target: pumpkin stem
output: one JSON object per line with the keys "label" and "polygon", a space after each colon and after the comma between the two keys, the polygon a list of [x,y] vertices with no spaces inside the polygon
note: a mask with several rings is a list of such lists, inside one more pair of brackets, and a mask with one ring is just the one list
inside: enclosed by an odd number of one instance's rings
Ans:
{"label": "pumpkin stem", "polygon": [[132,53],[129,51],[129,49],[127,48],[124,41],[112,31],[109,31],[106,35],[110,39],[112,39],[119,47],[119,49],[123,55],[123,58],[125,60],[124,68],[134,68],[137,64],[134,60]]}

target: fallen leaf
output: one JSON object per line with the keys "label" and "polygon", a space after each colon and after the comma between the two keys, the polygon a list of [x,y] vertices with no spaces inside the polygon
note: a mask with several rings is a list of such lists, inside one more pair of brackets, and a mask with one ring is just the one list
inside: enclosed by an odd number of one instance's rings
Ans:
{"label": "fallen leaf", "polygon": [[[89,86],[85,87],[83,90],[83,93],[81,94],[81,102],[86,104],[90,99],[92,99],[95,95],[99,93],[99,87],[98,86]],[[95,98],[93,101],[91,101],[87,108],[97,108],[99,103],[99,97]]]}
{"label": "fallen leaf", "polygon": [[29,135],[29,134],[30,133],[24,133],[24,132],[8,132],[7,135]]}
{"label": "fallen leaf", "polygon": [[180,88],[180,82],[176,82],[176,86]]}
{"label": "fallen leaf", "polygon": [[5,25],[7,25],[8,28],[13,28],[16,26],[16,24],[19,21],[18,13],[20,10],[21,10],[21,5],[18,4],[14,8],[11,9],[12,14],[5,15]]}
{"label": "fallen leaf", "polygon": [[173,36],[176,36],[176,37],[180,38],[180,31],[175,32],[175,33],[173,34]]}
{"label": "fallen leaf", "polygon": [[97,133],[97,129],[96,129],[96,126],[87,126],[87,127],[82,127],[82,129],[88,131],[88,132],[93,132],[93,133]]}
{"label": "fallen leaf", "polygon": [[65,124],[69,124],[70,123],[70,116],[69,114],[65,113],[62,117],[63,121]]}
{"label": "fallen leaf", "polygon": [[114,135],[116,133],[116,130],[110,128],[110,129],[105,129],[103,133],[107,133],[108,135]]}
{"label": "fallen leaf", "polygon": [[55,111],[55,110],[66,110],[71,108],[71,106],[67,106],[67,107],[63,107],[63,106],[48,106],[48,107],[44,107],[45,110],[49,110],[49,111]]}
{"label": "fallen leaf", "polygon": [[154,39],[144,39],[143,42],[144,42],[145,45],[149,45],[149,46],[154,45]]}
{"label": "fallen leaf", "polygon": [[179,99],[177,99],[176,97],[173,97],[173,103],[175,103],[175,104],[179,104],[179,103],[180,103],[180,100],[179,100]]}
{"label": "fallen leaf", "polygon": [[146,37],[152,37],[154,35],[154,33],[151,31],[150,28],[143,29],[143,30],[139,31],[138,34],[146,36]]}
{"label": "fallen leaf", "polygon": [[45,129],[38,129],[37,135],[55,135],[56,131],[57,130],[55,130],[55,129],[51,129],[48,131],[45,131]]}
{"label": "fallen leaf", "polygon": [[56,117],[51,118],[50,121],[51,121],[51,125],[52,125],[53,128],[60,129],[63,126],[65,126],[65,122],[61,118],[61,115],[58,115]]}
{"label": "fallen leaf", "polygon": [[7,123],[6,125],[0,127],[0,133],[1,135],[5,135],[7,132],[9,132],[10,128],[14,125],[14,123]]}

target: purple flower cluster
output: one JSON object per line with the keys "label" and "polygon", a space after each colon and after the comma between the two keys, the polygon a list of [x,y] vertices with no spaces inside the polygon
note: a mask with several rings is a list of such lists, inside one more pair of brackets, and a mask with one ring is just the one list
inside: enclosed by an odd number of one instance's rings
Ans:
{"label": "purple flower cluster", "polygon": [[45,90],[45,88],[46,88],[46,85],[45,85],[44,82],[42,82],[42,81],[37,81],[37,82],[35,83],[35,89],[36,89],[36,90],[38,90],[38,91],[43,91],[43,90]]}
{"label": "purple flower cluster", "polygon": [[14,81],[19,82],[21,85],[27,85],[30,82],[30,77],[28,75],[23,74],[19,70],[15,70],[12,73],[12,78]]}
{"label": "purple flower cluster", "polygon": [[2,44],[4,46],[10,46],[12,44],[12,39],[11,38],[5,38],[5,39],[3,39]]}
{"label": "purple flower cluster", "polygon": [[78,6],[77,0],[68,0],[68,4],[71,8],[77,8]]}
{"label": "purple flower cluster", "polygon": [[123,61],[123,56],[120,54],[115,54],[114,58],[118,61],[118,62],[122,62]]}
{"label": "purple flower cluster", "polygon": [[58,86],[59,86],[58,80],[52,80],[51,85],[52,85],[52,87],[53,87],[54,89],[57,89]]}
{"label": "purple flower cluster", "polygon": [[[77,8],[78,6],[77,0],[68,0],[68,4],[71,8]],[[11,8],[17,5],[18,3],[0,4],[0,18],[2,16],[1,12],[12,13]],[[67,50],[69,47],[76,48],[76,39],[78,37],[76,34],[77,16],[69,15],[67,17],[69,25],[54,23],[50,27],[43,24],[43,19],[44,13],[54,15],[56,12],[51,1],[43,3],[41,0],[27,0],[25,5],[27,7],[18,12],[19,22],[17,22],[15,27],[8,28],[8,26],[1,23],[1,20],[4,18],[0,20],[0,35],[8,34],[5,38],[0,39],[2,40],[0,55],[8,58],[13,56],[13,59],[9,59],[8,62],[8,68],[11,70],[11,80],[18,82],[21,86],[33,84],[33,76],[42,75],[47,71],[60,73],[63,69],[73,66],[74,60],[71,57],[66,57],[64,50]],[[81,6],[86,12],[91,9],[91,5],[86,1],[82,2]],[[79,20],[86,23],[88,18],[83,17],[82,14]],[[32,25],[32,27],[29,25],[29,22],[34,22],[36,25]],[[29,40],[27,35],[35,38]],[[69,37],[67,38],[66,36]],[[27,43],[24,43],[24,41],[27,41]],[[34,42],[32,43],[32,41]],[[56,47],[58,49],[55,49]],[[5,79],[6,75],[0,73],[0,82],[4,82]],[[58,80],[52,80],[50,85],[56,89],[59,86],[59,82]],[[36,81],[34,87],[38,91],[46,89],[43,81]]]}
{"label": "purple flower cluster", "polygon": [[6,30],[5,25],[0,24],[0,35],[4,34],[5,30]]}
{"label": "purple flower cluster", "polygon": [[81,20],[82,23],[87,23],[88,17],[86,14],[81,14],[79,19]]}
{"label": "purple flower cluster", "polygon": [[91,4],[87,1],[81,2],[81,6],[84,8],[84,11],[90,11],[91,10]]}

== Assigned task ==
Reproduce, word for word, all of the entries above.

== Task output ==
target: pumpkin stem
output: one JSON object per line with the keys "label" and "polygon", a space after each colon and after the comma between the two keys, the polygon a list of [x,y] vertices with no spaces inside the polygon
note: a mask with several rings is a list of such lists, inside one more pair of brackets, and a mask with one ring is just the one list
inside: enclosed by an odd number of one instance's rings
Ans:
{"label": "pumpkin stem", "polygon": [[132,53],[129,51],[129,49],[127,48],[124,41],[112,31],[109,31],[106,35],[110,39],[112,39],[119,47],[119,49],[123,55],[123,58],[125,60],[124,68],[134,68],[137,64],[134,60]]}

target: fallen leaf
output: one JSON object per line with the keys "label" and "polygon", a space after each colon and after the comma between the two keys, the polygon a list of [x,y] vertices with no spaces inside the polygon
note: a mask with several rings is a list of such lists, inside one more pair of brackets, and a mask with one ring is just the one list
inside: enclosed by an odd number of one instance's rings
Ans:
{"label": "fallen leaf", "polygon": [[[89,86],[85,87],[83,90],[83,93],[81,94],[81,102],[86,104],[90,99],[92,99],[95,95],[99,93],[99,87],[98,86]],[[95,98],[93,101],[91,101],[87,108],[97,108],[99,103],[99,97]]]}
{"label": "fallen leaf", "polygon": [[29,135],[29,134],[30,133],[24,133],[24,132],[8,132],[7,135]]}
{"label": "fallen leaf", "polygon": [[180,88],[180,82],[176,82],[176,86]]}
{"label": "fallen leaf", "polygon": [[5,25],[7,25],[8,28],[13,28],[16,26],[16,24],[19,21],[18,13],[20,10],[21,10],[21,5],[18,4],[14,8],[11,9],[12,14],[5,15]]}
{"label": "fallen leaf", "polygon": [[173,36],[176,36],[176,37],[180,38],[180,31],[175,32],[175,33],[173,34]]}
{"label": "fallen leaf", "polygon": [[97,133],[97,129],[96,129],[96,126],[87,126],[87,127],[82,127],[82,129],[88,131],[88,132],[93,132],[93,133]]}
{"label": "fallen leaf", "polygon": [[65,124],[69,124],[70,123],[70,116],[69,114],[65,113],[62,117],[63,121]]}
{"label": "fallen leaf", "polygon": [[114,135],[116,133],[116,130],[110,128],[110,129],[105,129],[103,133],[107,133],[108,135]]}
{"label": "fallen leaf", "polygon": [[55,111],[55,110],[66,110],[71,108],[71,106],[67,106],[67,107],[63,107],[63,106],[48,106],[48,107],[44,107],[45,110],[49,110],[49,111]]}
{"label": "fallen leaf", "polygon": [[154,39],[144,39],[143,42],[144,42],[145,45],[149,45],[149,46],[154,45]]}
{"label": "fallen leaf", "polygon": [[179,99],[177,99],[176,97],[173,97],[173,103],[175,103],[175,104],[179,104],[179,103],[180,103],[180,100],[179,100]]}
{"label": "fallen leaf", "polygon": [[146,37],[152,37],[154,35],[154,33],[151,31],[150,28],[143,29],[143,30],[139,31],[138,34],[146,36]]}
{"label": "fallen leaf", "polygon": [[45,129],[38,129],[37,135],[55,135],[56,131],[57,130],[55,130],[55,129],[51,129],[48,131],[45,131]]}
{"label": "fallen leaf", "polygon": [[56,117],[51,118],[50,121],[51,121],[51,125],[52,125],[53,128],[60,129],[63,126],[65,126],[65,122],[61,118],[61,115],[58,115]]}
{"label": "fallen leaf", "polygon": [[7,123],[6,125],[0,127],[0,133],[1,135],[5,135],[7,132],[9,132],[10,128],[14,125],[14,123]]}

target: purple flower cluster
output: one JSON object per line with the keys "label" and "polygon", a space after each colon and after the comma between the two keys, the polygon a list of [x,y] vertices with no spaces inside the polygon
note: a mask with several rings is a list of such lists, inside one more pair of brackets, and a mask with one ring is just the one list
inside: enclosed by an odd number of one instance's rings
Ans:
{"label": "purple flower cluster", "polygon": [[45,90],[45,88],[46,88],[46,85],[45,85],[44,82],[42,82],[42,81],[37,81],[37,82],[35,83],[35,89],[36,89],[36,90],[38,90],[38,91],[43,91],[43,90]]}
{"label": "purple flower cluster", "polygon": [[14,81],[19,82],[21,85],[27,85],[30,82],[30,77],[28,75],[23,74],[19,70],[15,70],[12,73],[12,78]]}
{"label": "purple flower cluster", "polygon": [[2,44],[4,46],[10,46],[12,44],[12,39],[11,38],[5,38],[5,39],[3,39]]}
{"label": "purple flower cluster", "polygon": [[78,6],[77,0],[68,0],[68,4],[71,8],[77,8]]}
{"label": "purple flower cluster", "polygon": [[123,61],[123,56],[120,54],[115,54],[114,58],[118,61],[118,62],[122,62]]}
{"label": "purple flower cluster", "polygon": [[58,86],[59,86],[58,80],[52,80],[51,85],[52,85],[52,87],[53,87],[54,89],[57,89]]}
{"label": "purple flower cluster", "polygon": [[[77,8],[78,6],[77,0],[68,0],[68,4],[71,8]],[[11,8],[17,5],[18,3],[0,4],[0,18],[2,16],[1,12],[12,13]],[[67,50],[69,47],[76,48],[76,39],[78,37],[76,34],[77,16],[69,15],[67,17],[69,25],[54,23],[50,27],[43,24],[43,19],[44,13],[54,15],[56,12],[51,1],[43,3],[41,0],[27,0],[25,5],[27,7],[18,12],[19,22],[17,22],[15,27],[8,28],[8,26],[1,23],[1,20],[4,18],[0,20],[0,35],[8,34],[5,38],[0,39],[2,40],[0,55],[8,58],[13,56],[13,59],[9,59],[8,62],[8,68],[11,70],[11,80],[18,82],[21,86],[33,84],[33,76],[42,75],[47,71],[60,73],[63,69],[73,66],[74,60],[71,57],[66,57],[64,50]],[[81,6],[86,12],[91,9],[91,5],[86,1],[82,2]],[[79,20],[86,23],[88,18],[83,17],[82,14]],[[32,25],[32,27],[29,25],[29,22],[34,22],[36,25]],[[29,40],[27,35],[35,38]],[[69,37],[67,38],[66,36]],[[27,43],[24,43],[24,41],[27,41]],[[34,42],[32,43],[32,41]],[[56,47],[58,49],[55,49]],[[5,79],[6,75],[0,73],[0,82],[4,82]],[[58,80],[52,80],[50,85],[56,89],[59,86],[59,82]],[[36,81],[34,87],[38,91],[46,89],[43,81]]]}
{"label": "purple flower cluster", "polygon": [[6,30],[5,25],[0,24],[0,35],[4,34],[5,30]]}
{"label": "purple flower cluster", "polygon": [[81,20],[82,23],[87,23],[88,17],[86,14],[81,14],[79,19]]}
{"label": "purple flower cluster", "polygon": [[91,4],[87,1],[81,2],[81,6],[84,8],[84,11],[90,11],[91,10]]}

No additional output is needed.